_GIVEN PASSAGE_

Friday, March 27, 2015

MYthical creatures.

My unicorn guest observing our robotics.
What is MY deal?  I am so glad that you asked.  I am a Teacher of the Gifted, with a job description that is indescribable.  This is year sixteen for me, and no two years were the same.  For the last seven years, I have been the "Secondary Teacher of the Gifted" after holding the position of K - 8 TOG, and K - 12 TOG.  This year, I work with grades 8 - 12, and -- wait for it -- first graders.

As I've mentioned before, my first graders are learning coding using Dash and Dot, and then drawing conclusions from the code challenges to Common Core Standards for first graders.  (Did you know that coding teaches sequencing skills that are used in Language Arts?  How about the concepts of estimation, addition, subtraction, and --- don't tell anybody, because it's not a first grade skill, but they already know what it's called -- MULTIPLICATION!)  

There is a giant difference between first graders and kids in senior high, obviously.  What may not be obvious to many people is that the first graders have a significant advantage over high school students in one key learning area:  creative imagination.

Look, Mom!  I'm a Dragon!

Saved data entries:
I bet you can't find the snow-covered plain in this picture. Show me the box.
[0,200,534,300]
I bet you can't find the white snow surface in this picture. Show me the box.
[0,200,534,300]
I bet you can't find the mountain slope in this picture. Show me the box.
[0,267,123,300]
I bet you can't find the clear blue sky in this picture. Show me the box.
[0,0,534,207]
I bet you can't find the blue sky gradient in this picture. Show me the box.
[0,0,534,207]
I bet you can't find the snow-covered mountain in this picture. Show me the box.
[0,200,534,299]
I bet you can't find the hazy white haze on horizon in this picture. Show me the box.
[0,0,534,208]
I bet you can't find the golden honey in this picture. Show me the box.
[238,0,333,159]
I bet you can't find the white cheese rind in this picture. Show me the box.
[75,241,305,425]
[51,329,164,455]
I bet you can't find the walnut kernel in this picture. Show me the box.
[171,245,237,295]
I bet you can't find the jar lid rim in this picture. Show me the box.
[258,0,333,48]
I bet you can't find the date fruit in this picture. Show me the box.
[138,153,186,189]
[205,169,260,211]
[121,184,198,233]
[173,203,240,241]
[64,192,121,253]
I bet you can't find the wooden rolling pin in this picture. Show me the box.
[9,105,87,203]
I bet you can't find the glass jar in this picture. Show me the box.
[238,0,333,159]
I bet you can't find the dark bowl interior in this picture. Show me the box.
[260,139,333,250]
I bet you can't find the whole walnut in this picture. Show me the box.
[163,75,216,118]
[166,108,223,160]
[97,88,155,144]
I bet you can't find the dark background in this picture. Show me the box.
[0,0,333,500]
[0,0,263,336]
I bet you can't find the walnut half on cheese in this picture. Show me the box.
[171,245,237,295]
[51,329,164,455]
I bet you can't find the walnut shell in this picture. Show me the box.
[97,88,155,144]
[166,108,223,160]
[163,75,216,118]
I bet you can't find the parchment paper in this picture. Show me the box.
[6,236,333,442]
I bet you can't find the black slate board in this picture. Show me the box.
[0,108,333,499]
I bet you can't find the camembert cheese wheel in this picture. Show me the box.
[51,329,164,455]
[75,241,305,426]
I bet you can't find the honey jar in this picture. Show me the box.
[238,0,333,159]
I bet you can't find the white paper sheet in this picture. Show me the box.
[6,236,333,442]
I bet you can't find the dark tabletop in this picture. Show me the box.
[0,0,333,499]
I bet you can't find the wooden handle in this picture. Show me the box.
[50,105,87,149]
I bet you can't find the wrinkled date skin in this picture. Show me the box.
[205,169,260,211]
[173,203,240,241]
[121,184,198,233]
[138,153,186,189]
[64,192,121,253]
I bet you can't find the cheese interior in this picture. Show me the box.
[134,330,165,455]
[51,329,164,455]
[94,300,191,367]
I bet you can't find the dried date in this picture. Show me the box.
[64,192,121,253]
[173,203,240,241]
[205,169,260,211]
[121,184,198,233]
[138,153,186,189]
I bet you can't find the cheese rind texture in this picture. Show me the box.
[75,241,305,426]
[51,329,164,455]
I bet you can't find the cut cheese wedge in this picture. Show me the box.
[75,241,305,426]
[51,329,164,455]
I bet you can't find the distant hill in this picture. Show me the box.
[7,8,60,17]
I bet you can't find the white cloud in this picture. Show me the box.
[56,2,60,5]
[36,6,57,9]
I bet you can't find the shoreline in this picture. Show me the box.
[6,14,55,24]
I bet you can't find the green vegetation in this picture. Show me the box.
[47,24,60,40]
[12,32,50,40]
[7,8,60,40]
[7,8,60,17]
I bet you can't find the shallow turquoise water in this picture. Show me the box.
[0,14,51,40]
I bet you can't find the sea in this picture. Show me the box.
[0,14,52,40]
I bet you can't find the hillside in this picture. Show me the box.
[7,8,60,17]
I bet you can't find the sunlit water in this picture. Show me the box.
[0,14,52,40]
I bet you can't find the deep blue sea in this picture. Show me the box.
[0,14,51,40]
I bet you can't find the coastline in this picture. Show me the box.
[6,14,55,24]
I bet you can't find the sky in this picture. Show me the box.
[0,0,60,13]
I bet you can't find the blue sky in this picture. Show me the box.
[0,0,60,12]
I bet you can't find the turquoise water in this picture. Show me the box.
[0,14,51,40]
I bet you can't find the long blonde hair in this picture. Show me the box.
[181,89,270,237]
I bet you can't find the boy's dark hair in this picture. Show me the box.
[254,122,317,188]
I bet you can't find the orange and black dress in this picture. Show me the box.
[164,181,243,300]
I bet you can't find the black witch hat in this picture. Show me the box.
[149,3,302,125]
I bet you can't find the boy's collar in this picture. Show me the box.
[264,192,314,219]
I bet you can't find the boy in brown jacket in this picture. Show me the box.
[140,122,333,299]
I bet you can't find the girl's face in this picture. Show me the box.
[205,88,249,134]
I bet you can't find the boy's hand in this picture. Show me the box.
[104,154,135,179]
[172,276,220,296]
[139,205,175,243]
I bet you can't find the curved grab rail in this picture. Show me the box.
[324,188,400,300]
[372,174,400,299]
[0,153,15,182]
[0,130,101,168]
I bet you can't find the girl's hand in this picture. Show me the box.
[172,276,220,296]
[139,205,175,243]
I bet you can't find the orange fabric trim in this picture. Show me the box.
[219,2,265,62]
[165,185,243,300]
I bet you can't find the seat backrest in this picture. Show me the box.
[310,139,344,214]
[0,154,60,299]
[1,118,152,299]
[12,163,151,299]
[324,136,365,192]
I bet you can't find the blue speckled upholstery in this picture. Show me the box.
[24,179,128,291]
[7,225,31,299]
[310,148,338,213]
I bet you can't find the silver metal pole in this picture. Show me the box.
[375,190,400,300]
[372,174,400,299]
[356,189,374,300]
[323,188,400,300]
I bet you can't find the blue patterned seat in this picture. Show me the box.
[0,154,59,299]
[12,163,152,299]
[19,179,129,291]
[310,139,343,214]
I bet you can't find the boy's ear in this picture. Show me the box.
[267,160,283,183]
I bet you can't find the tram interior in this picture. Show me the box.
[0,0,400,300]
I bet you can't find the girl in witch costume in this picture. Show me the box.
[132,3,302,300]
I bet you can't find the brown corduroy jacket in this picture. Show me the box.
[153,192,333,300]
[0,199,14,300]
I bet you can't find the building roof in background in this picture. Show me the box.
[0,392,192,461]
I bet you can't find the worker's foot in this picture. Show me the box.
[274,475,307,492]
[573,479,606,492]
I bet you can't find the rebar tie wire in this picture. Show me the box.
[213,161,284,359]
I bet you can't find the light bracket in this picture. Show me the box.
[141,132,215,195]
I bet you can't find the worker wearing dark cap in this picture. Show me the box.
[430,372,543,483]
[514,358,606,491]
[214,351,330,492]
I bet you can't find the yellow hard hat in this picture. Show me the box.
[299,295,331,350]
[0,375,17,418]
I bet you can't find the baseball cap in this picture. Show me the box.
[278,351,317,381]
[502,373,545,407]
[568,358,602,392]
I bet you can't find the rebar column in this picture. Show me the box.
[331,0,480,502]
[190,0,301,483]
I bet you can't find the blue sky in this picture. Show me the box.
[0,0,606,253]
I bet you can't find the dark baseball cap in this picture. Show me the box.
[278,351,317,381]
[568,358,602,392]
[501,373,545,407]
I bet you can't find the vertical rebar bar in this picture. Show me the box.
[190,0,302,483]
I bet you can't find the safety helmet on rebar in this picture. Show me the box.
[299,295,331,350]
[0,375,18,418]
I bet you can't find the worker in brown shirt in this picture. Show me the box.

_COMPLETE THE FOLLOWING_
(1) In the blog post about teaching gifted students, what do the first graders use to learn coding?
(2) Carry on the blog post about teaching gifted students from its final line.
These records come from a separate source.

_ANSWERS FOR THE EXERCISE_
(1) Dash and Dot.

(2)
While working with first graders today, we had a serious series of problems to be resolved.  The Essential Question:  How can coding help people to understand math skills?  There were masking tape paths taped on the rug, and the kids were challenged to write the code to stay within the path to the end.  There were two paths, and two students, and the competition was fierce.  Trial and error was practiced, repeatedly, as the "units" determined by the program were estimated and translated into approximate distances.  The students shared successes and tips with each other, even though they were in competition, which was so sweet to see!  Periodically, they'd report their findings in their notebooks, and then get back to the task at hand, with little prompting from me at all.

Suddenly, one student asked me if I was aware that there was an invisible unicorn in the room.

Honestly, I wasn't, but I've heard some really cool stories about Galactica, and had hoped to meet her.  I held my hand out for a good long time, inviting her to lick my palm, or tickle my fingers, but I'm told she's pretty shy.  Apparently she knows a fair amount about computer programming, and helped with the problem-solving today.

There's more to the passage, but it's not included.